══ MATERIAL FOR THIS TASK ══

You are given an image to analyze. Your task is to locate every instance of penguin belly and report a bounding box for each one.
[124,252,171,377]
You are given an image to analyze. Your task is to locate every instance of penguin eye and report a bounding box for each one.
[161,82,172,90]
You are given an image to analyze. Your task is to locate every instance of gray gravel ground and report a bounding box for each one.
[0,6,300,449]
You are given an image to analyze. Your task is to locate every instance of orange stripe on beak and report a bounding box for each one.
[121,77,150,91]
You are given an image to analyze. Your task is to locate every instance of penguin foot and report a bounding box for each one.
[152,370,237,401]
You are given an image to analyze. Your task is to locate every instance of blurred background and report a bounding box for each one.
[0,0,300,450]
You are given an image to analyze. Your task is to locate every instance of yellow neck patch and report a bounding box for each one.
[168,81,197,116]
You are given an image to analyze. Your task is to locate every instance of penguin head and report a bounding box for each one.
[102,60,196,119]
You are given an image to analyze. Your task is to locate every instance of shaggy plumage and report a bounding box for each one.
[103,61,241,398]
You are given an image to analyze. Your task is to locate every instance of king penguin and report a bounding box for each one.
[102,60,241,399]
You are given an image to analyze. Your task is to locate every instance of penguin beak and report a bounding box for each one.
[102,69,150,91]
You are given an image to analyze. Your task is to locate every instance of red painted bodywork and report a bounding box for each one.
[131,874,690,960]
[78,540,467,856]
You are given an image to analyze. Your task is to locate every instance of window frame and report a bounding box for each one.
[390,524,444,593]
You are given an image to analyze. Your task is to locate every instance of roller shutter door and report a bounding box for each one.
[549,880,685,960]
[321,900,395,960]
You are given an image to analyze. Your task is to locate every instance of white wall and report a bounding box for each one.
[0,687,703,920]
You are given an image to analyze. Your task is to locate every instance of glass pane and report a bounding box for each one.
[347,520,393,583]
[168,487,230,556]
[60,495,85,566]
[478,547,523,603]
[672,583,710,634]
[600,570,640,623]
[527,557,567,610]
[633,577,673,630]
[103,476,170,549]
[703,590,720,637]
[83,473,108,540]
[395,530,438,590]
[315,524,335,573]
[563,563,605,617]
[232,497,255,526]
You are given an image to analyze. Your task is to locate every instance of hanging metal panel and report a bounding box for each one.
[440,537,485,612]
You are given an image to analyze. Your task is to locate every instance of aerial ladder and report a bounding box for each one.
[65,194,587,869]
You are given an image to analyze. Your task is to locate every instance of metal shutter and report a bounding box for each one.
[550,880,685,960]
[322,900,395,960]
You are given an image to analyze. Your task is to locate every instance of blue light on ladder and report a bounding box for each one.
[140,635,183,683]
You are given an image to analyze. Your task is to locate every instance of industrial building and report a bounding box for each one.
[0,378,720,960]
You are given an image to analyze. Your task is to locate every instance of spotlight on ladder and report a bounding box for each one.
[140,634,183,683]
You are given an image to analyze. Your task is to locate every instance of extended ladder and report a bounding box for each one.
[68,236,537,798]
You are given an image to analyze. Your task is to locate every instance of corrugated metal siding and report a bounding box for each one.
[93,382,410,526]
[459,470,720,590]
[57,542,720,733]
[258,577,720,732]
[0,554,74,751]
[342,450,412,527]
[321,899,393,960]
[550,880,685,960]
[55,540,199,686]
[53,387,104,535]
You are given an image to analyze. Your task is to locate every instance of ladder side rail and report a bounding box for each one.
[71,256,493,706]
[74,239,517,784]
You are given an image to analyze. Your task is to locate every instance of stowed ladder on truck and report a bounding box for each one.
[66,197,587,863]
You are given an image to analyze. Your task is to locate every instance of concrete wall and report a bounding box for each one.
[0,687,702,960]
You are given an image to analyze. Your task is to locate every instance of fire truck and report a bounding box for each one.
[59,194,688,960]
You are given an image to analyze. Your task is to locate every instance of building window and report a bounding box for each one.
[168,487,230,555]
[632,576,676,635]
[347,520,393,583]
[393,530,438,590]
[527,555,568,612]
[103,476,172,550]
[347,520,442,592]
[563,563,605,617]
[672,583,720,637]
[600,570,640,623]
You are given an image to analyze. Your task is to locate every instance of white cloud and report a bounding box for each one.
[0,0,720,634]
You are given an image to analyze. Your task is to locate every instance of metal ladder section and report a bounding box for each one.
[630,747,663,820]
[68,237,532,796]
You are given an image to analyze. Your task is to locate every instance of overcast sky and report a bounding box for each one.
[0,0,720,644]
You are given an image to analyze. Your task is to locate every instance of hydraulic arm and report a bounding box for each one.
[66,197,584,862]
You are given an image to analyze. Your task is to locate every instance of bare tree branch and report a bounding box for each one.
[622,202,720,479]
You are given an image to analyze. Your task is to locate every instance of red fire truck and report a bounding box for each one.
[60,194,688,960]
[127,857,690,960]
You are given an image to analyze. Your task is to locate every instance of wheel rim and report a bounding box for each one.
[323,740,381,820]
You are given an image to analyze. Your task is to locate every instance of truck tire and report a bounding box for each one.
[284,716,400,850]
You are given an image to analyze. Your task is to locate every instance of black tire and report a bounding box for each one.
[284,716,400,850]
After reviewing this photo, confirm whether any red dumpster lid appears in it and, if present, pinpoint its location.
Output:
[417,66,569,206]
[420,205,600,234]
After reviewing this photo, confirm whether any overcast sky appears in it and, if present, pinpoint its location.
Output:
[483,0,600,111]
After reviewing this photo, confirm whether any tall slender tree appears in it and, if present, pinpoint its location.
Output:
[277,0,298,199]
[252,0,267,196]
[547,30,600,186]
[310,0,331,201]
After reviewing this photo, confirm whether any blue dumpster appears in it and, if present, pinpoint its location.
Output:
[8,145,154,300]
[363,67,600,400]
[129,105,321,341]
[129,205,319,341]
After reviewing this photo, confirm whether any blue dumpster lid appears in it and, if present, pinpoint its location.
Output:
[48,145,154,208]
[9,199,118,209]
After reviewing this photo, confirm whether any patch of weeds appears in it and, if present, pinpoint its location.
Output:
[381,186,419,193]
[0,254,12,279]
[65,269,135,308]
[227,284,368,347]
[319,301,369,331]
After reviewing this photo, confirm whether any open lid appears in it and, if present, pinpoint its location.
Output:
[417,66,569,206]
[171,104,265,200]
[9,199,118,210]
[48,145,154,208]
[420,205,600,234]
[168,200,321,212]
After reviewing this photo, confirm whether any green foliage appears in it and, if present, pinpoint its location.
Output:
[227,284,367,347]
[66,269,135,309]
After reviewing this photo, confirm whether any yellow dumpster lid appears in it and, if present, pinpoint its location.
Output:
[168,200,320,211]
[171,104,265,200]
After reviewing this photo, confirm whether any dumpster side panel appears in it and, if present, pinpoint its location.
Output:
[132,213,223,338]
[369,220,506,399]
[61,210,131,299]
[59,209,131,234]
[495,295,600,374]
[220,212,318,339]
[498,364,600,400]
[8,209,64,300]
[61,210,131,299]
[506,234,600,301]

═══

# WORK INSTRUCTIONS:
Can you repeat the records between the lines holding "After reviewing this photo, confirm whether any overcast" and "[319,301,369,331]", inclusive, with "patch of weeds" swapped for "clump of weeds" and nothing else altered?

# OUTPUT FOR THIS EXERCISE:
After reviewing this photo, confirm whether any overcast sky appears in it and, if present, pinpoint its location.
Output:
[483,0,600,111]
After reviewing this photo, confirm whether any tall slender tree appears in it and, if present, pinpoint its location.
Output:
[277,0,298,199]
[252,0,267,196]
[547,30,600,186]
[310,0,331,201]
After reviewing this photo, confirm whether any blue dumpster appears in it and, if present, pinpoint its location.
Output:
[8,145,154,300]
[363,67,600,400]
[129,105,321,341]
[129,205,319,341]
After reviewing this photo, confirm whether any blue dumpster lid appears in it and, if present, pinpoint its location.
Output:
[48,145,154,208]
[9,199,118,209]
After reviewing this photo, confirm whether any clump of weeds appears in it and, if present, pinpoint its location.
Output:
[381,186,419,193]
[0,254,12,279]
[65,269,135,308]
[227,284,368,347]
[319,301,369,331]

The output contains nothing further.